Please rewrite the listing below, swapping every "photo" for "image" and leaving all other text unchanged. Leave the pictures out of your version.

---------- Record set

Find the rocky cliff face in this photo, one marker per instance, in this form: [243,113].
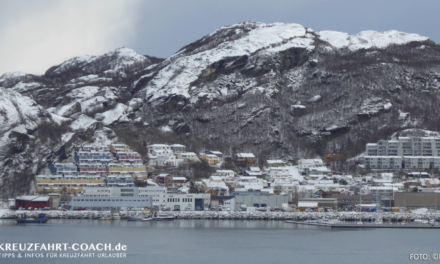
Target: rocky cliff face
[280,90]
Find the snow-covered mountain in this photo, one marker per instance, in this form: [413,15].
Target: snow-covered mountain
[279,90]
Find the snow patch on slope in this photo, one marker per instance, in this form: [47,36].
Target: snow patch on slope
[82,123]
[368,39]
[113,115]
[177,76]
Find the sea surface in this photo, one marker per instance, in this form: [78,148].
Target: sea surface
[222,241]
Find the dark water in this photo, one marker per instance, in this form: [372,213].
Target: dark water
[223,241]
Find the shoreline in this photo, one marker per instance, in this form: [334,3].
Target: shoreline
[280,216]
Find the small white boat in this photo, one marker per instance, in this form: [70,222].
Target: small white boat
[116,216]
[159,216]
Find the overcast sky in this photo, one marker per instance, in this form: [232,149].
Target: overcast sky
[35,35]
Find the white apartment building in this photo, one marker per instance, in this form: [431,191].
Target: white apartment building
[158,148]
[227,173]
[178,148]
[309,163]
[187,156]
[157,194]
[405,152]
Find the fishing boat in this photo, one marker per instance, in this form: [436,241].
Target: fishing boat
[116,216]
[159,216]
[42,219]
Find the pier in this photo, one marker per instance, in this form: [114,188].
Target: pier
[358,226]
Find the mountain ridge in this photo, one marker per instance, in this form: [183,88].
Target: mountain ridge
[273,89]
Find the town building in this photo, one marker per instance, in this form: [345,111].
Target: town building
[227,173]
[245,157]
[259,199]
[217,153]
[188,202]
[63,168]
[226,203]
[158,148]
[135,170]
[211,159]
[119,181]
[118,148]
[92,168]
[404,153]
[30,201]
[187,156]
[177,148]
[310,163]
[276,163]
[111,202]
[157,194]
[68,184]
[93,156]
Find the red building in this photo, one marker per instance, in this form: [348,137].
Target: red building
[164,179]
[32,201]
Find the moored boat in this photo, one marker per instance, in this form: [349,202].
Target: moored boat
[159,216]
[42,219]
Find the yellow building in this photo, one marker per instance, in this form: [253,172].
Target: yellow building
[137,171]
[68,184]
[118,148]
[210,159]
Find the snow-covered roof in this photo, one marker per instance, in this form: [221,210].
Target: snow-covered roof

--------------------

The result ->
Find the rocky cliff face in this image, one marker per instance, in this form: [243,113].
Target: rocky cliff face
[280,90]
Find the snow-covered mountain in this image, one marker per instance, in this form: [413,15].
Target: snow-covered mountain
[279,90]
Find the snow patch on slope in this image, one marker per instance, in this form: [47,36].
Target: snow patch on slope
[82,123]
[368,39]
[113,115]
[177,76]
Find the sea surface in this image, one marker per instance, in this form: [78,148].
Target: sea surface
[222,241]
Find the dark water in this image, one marker per instance, in this form: [372,213].
Target: dark water
[223,241]
Find the shoreline in this image, one marker per instance, in this form: [334,3].
Target: shoreline
[280,216]
Find the small white boat in this image, one marker per instance, in this form: [70,222].
Target: small white boat
[116,216]
[159,216]
Find the overcast sky in this image, one marker per instance, in this form: [232,149].
Target: overcast sky
[35,35]
Find the white apartment building in this image, one marker per instance, in this form: [431,191].
Target: white apartment building
[158,148]
[227,173]
[178,148]
[309,163]
[187,156]
[157,194]
[405,152]
Find the fishing boat in this image, one marker per instance, in this form: [436,241].
Target: fishing boat
[116,216]
[159,216]
[42,219]
Find the pier in this image, one marker per instance, in this form: [114,188].
Target: pier
[358,226]
Find the mountain ridge in this image, one marker per instance, in this form: [183,88].
Target: mountain ridge
[273,89]
Find the town building in this image, one marker per instance, in this form: [345,111].
Target: town building
[227,173]
[245,157]
[259,199]
[217,153]
[188,202]
[63,168]
[226,203]
[158,148]
[135,170]
[211,159]
[119,181]
[118,148]
[92,168]
[404,153]
[30,201]
[187,156]
[177,148]
[310,163]
[276,163]
[111,202]
[157,194]
[68,184]
[93,156]
Find the red building in this image, one marker per instance, in this form: [348,137].
Target: red building
[164,179]
[32,201]
Find the moored boat in this image, one marker per instance, in this form: [349,202].
Target: moored boat
[159,216]
[42,219]
Find the yellow building in this image, one marker per instance, in this form: [253,172].
Target: yellow building
[137,171]
[68,184]
[118,148]
[210,159]
Find the snow-covered roof in this image, one marker per instance, in this form: [221,210].
Target: snow-covered roof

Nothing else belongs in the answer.